[提供テキスト]:
========
目標を達成させるための『勇気づけ』
2017.12.13
アドラー心理学に学ぶ、信頼されるリーダー像vol.2
その『勇気づけ』には、大きく分けて3つの方法があります。
①「ヨイ出し」をする
つまり、従業員の良い点を見つけて伝えるということです。
従業員の行動を改善してもらうために、ついつい悪いところを指摘してしまいがちですが、注目・関心を向けられた行動は、その頻度が増えると言われています。つまり、良い行動に目を向けると、良い行動をする頻度がますます増えていき、悪い行動が減っていくのです。
また、院長先生方は従業員の「行動」について指摘しているつもりでも、度重なると従業員は「人格」を否定されたように感じてしまいます。これでは、従業員はやる気になるどころか、かえってやる気を失ってしまいかねません。
そして、普段行っている行動のほとんどは正しい行動です。
例えば、患者様が席を立たれた後、すぐに使った器具を片付け、次の患者を案内することを任せているスタッフが、ある日片付けをせずに別のスタッフと話をしている姿を見かけたとします。このような従業員に対して、たまたま散らかったままの席を見つけてしまった時だけに「何度言ってもすぐ片付けないのは困るよ」などと言ってしまうこともあるかもしれません。
その出来ていない頻度にもよりますが、例えば100回に1回のペースで忘れてしまうスタッフであれば、100回中99回、つまりほとんどはきちんと仕事をしていると言えます。するべき仕事をせずに他のことをしているスタッフを見つけてしまうと憤りを感じてしまって、つい言葉がきつくなってしまうことがあるかもしれませんが、忘れた時だけ注目するのではなく、きちんと自身の職務を全うしている時にも「いつも気持ちよく患者様を迎えられる状態にしてくれているから、助かっているよ」などと、良い点に注目して従業員に伝えることで、だんだんミスが減っていくのです。
========
[データ項目]:
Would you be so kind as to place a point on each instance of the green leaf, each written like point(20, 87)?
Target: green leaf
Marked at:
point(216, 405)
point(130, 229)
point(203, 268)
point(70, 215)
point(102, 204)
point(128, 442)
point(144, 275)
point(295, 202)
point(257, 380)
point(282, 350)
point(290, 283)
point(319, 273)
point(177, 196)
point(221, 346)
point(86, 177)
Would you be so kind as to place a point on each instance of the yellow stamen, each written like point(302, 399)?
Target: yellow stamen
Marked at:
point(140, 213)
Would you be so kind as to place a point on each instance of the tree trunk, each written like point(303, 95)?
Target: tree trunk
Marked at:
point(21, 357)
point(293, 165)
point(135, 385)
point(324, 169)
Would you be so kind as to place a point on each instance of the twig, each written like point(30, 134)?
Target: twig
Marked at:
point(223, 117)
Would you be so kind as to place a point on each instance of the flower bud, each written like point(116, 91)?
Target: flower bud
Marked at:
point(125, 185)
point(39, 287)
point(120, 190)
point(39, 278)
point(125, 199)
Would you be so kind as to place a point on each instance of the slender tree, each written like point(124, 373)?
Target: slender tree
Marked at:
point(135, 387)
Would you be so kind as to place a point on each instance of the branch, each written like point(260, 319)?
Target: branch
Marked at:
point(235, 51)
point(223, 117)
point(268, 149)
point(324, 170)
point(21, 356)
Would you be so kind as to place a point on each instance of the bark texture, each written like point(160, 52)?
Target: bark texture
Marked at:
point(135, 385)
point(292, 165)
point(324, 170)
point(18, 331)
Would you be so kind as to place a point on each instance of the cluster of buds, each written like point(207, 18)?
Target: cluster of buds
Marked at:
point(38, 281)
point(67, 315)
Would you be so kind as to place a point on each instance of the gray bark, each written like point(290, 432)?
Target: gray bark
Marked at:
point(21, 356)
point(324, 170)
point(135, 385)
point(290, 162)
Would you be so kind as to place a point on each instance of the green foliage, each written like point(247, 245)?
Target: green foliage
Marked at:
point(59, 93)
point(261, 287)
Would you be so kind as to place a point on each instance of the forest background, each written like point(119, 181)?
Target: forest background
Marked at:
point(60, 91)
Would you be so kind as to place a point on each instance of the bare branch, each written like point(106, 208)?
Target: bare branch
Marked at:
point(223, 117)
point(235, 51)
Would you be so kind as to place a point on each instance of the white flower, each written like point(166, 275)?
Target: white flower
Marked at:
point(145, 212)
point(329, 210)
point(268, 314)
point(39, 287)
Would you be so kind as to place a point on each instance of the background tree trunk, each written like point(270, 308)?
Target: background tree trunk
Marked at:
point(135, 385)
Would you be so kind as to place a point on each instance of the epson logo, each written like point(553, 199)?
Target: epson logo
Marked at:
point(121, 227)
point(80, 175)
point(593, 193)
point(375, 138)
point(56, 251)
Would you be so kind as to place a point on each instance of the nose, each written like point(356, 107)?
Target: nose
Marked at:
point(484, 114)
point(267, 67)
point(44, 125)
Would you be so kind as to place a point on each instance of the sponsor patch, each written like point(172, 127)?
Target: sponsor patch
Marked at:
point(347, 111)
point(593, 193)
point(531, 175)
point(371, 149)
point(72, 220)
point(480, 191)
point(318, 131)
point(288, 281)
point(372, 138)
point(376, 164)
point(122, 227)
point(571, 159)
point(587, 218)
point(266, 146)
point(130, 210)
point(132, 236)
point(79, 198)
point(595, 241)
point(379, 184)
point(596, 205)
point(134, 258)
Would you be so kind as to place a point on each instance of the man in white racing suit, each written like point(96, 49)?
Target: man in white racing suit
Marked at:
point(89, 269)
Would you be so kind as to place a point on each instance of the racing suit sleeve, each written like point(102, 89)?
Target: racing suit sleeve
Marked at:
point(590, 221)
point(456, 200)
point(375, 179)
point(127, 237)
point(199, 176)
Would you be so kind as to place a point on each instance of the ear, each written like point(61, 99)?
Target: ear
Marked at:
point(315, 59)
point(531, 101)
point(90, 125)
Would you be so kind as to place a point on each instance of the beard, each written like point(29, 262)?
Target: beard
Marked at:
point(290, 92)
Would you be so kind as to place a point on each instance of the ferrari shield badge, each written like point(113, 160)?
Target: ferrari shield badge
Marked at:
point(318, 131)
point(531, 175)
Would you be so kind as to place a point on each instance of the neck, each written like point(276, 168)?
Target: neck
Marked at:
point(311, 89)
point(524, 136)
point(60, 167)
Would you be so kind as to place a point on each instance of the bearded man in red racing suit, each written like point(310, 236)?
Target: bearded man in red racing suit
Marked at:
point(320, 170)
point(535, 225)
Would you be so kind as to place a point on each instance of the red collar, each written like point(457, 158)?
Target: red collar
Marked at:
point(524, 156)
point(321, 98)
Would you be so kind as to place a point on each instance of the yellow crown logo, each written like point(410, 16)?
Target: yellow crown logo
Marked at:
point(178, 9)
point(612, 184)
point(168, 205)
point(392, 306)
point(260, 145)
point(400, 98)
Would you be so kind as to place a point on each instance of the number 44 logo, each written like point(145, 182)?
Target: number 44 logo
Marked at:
========
[実施する作業]:
a) 提供テキストの「従業員の行動を改善してもらうために」で始まる段落を、要点を残して短くまとめ直してください。
b) 提供テキストから、「目標を達成させるための『勇気づけ』」で始まり「気を失ってしまいかねません。」で終わる部分を、一字一句変えずに返してください。

[出力結果一覧]:
a) 従業員の行動を改善させようとして悪い点を指摘しがちだが、注目・関心を向けられた行動は頻度が増えると言われている。そのため良い行動に目を向ければ良い行動が増え、悪い行動は減っていく。

b)
目標を達成させるための『勇気づけ』
2017.12.13
アドラー心理学に学ぶ、信頼されるリーダー像vol.2
その『勇気づけ』には、大きく分けて3つの方法があります。
①「ヨイ出し」をする
つまり、従業員の良い点を見つけて伝えるということです。
従業員の行動を改善してもらうために、ついつい悪いところを指摘してしまいがちですが、注目・関心を向けられた行動は、その頻度が増えると言われています。つまり、良い行動に目を向けると、良い行動をする頻度がますます増えていき、悪い行動が減っていくのです。
また、院長先生方は従業員の「行動」について指摘しているつもりでも、度重なると従業員は「人格」を否定されたように感じてしまいます。これでは、従業員はやる気になるどころか、かえってやる気を失ってしまいかねません。